* Faça isto *
Na enumeração de rótulos que abre o segundo parágrafo do texto sobre tolerância, quais termos terminam em "fobia"?

* Trecho da página *
──────

Revista Philomatica

sábado, 17 de março de 2018

Que graça tem a tolerância?


Parece-me, nenhuma! À primeira vista, a resposta ao título parece surpreender, afinal, na Era do Caos em que vivemos, é incontestável a militância em favor dos direitos humanos, ainda que em muitos aspectos tenhamos caminhado para trás. Hoje, para reivindicarmos alguma tolerância, sufocamo-nos em rótulos e fobias. Não bastassem os preconceitos raciais e sexuais, compartimentamos as variantes, e incitamos a militância, acreditando assim salvar o mundo da intolerância.
Para cada rótulo, seja ele racismo, homofobia, gordofobia, machismo, misoginia, misandria, sexismo, antissemitismo, misantropia, etnocentrismo, xenofobia, etc etc etc há uma antinomia propalada pela militância, lamentavelmente, por meio de discursos líquidos. Ocorre que o excesso de rótulos mais atrapalha que ajuda, isso porque os usuários se perdem na defesa de uma causa específica, relativizando as demais. Ao fazê-lo, na maioria das vezes apropriam-se das armas e métodos do opressor e/ou preconceituoso racista, capitalista, facista ista ista (sonoro isso, as pessoas adoram)!

──────

* Material coletado *
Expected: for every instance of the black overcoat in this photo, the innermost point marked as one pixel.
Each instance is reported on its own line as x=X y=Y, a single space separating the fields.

──────

* Solução da tarefa *
homofobia, gordofobia, xenofobia